■ Stated task: Reproduce the lines starting at the one that contains "Where can the airplane with number 74" and ending at the last line, substituting "aircraft" for every "airplane" and leaving everything else unchanged.

[Start Source records]

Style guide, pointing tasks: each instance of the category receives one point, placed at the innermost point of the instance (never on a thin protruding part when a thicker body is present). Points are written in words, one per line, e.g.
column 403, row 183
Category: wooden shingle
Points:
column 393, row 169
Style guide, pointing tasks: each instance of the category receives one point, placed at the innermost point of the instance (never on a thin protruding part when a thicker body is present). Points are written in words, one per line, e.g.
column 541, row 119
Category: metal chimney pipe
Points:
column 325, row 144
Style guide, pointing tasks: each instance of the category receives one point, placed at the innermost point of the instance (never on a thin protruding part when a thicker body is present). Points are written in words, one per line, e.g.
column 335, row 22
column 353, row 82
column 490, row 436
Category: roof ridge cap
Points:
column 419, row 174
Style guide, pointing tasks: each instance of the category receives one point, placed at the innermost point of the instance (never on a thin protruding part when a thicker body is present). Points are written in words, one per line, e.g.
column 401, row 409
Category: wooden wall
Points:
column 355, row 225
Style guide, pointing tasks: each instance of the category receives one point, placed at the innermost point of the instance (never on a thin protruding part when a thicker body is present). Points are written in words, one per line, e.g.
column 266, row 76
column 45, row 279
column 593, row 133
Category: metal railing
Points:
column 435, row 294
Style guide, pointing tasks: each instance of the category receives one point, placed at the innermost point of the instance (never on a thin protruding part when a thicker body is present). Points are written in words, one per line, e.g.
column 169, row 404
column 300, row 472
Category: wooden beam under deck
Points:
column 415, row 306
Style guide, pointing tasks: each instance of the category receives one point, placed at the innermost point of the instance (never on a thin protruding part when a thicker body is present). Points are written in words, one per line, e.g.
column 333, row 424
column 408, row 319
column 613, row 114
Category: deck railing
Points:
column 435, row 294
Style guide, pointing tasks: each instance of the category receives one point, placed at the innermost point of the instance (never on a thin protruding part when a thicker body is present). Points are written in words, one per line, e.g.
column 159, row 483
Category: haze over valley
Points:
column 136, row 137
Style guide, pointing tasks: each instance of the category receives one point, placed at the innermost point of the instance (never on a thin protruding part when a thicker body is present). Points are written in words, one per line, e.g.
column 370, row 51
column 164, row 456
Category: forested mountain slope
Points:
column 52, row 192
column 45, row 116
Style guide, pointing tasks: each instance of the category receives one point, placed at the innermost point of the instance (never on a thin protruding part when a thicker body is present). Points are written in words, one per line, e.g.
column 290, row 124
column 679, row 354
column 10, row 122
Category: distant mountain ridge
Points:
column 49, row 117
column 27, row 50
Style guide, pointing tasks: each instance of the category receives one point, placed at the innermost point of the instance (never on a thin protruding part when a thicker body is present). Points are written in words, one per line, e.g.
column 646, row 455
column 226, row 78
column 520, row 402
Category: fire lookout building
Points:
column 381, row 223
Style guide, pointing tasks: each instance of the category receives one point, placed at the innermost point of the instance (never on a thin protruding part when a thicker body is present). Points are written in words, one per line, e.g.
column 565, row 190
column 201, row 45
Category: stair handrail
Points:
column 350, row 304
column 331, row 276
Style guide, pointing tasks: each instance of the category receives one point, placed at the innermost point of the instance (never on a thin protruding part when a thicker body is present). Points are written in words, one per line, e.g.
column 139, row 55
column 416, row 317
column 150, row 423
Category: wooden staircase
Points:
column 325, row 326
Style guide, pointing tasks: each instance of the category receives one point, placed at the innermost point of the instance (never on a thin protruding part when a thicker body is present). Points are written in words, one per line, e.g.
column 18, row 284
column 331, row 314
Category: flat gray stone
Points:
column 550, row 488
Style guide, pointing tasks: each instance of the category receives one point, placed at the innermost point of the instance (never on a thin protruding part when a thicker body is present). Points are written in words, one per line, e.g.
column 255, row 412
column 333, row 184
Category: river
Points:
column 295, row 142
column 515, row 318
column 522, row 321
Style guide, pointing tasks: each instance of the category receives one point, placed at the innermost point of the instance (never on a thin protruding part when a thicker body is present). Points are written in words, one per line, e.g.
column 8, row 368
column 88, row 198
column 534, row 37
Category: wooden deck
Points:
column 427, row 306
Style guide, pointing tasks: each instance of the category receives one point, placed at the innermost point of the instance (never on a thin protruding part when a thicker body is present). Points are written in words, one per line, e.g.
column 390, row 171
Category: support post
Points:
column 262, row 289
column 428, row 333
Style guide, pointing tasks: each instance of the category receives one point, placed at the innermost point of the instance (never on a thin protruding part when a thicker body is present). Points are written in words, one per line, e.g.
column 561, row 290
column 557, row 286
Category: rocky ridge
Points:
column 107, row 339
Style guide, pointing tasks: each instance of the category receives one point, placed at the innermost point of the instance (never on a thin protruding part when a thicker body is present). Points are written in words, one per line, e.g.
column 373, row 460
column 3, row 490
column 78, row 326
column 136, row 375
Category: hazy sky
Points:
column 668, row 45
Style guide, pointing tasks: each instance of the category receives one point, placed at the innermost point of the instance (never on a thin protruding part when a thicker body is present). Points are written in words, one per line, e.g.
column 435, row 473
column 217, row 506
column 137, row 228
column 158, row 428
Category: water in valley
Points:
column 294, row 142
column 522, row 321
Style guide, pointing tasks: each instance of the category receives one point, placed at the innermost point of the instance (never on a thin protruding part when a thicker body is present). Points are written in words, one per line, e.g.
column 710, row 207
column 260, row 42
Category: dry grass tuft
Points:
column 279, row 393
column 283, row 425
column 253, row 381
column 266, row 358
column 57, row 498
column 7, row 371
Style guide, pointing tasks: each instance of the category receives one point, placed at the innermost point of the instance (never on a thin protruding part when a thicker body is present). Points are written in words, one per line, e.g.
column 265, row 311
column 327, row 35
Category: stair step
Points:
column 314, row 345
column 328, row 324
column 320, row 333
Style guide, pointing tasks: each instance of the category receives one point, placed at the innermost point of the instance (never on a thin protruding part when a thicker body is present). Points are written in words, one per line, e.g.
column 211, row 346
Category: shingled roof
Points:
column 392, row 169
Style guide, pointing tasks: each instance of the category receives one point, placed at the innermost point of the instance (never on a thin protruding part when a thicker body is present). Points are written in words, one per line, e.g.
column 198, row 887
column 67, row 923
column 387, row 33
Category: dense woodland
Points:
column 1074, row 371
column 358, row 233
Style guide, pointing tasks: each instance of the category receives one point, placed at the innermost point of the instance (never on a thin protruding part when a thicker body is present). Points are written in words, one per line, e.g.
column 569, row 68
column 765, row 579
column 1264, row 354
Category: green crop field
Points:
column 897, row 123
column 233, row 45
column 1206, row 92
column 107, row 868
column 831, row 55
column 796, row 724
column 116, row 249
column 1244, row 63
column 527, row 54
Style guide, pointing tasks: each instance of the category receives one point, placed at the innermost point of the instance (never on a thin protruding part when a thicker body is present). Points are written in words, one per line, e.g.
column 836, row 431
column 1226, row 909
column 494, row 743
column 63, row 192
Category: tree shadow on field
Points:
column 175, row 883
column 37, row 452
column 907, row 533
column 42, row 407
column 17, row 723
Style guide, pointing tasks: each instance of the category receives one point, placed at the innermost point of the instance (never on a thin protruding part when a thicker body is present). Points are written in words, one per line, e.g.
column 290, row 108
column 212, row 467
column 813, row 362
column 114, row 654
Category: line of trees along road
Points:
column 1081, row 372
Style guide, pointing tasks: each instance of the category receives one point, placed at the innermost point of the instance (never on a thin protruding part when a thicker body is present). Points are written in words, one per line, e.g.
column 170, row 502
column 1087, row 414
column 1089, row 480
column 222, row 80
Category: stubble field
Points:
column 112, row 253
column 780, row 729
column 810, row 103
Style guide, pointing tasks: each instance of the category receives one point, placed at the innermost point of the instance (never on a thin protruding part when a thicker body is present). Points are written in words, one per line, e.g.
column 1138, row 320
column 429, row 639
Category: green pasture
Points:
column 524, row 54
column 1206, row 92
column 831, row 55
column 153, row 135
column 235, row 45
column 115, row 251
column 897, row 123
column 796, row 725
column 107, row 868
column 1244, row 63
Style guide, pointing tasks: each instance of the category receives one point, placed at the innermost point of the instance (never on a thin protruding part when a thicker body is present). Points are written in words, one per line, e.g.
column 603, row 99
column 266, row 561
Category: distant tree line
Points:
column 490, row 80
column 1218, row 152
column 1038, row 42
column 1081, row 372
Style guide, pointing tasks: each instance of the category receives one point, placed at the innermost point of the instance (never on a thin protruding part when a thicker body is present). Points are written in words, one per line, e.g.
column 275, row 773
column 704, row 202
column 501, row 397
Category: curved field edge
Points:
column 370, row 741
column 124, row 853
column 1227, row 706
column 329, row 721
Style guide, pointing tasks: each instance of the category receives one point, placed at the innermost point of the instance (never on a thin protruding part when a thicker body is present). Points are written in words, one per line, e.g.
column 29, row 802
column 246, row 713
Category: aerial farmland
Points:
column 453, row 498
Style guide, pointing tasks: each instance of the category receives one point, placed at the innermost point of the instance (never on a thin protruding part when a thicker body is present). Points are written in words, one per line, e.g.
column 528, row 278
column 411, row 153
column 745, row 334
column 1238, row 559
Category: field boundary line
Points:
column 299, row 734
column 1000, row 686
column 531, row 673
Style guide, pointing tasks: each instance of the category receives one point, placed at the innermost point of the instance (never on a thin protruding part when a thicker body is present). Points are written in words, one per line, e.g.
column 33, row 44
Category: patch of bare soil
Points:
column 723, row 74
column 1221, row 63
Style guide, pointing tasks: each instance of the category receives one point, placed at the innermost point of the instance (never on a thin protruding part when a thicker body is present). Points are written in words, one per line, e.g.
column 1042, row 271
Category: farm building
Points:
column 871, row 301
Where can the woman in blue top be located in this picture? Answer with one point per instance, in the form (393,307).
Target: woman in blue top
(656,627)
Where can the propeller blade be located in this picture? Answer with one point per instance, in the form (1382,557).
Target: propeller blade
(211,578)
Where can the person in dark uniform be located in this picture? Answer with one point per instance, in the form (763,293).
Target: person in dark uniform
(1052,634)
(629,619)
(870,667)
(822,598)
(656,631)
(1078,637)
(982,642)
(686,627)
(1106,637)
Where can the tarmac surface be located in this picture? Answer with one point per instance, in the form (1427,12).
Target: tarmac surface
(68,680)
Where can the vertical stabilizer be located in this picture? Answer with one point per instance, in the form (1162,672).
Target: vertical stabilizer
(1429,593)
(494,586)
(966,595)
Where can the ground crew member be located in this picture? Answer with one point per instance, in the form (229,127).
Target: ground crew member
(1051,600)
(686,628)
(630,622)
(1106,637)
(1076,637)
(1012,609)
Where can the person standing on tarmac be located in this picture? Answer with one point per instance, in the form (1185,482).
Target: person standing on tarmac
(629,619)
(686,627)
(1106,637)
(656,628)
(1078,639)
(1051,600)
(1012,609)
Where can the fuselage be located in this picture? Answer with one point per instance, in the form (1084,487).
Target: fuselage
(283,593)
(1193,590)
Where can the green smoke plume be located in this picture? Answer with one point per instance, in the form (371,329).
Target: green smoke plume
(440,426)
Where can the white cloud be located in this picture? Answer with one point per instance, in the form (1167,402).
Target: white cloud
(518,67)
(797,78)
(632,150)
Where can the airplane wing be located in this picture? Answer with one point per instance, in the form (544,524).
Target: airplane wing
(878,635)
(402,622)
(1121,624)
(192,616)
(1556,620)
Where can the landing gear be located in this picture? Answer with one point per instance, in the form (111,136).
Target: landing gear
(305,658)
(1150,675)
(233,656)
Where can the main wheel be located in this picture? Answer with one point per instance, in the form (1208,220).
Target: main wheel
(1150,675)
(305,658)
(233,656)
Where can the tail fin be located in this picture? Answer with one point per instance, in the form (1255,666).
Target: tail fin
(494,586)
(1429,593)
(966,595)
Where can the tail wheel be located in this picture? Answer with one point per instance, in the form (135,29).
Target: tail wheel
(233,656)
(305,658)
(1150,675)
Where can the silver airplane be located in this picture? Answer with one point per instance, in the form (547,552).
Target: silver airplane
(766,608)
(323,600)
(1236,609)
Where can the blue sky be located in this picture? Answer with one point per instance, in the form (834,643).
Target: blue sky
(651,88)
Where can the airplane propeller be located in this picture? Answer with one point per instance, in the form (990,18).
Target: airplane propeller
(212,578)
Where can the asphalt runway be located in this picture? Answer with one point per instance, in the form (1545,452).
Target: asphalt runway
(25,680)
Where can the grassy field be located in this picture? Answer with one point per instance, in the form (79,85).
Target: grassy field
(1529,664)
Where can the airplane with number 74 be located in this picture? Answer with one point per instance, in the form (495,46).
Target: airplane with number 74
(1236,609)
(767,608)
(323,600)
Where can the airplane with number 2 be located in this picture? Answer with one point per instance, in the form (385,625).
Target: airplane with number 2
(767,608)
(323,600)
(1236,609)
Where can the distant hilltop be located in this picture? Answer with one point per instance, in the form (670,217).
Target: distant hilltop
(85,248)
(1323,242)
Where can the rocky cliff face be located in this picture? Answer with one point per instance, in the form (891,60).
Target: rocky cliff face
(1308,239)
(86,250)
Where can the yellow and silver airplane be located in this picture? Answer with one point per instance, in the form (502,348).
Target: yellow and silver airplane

[End Source records]

■ Result for this task:
Where can the aircraft with number 74 be located in this picture? Answer with one point per instance, in the form (495,46).
Target: aircraft with number 74
(1236,609)
(767,608)
(323,600)
Where can the aircraft with number 2 be located in this picture? Answer with one point per instance, in the form (385,625).
Target: aircraft with number 2
(767,608)
(323,600)
(1236,609)
Where can the distant hilltop be located in this picture? Answer with one point per instance, in the form (670,217).
Target: distant hilltop
(85,248)
(1323,242)
Where can the rocky cliff face be located in this picture? Answer with one point per instance, in the form (891,60).
Target: rocky cliff face
(1308,239)
(86,250)
Where can the yellow and silver aircraft be located in this picture? Answer with one point per instance, in the form (502,348).
Target: yellow and silver aircraft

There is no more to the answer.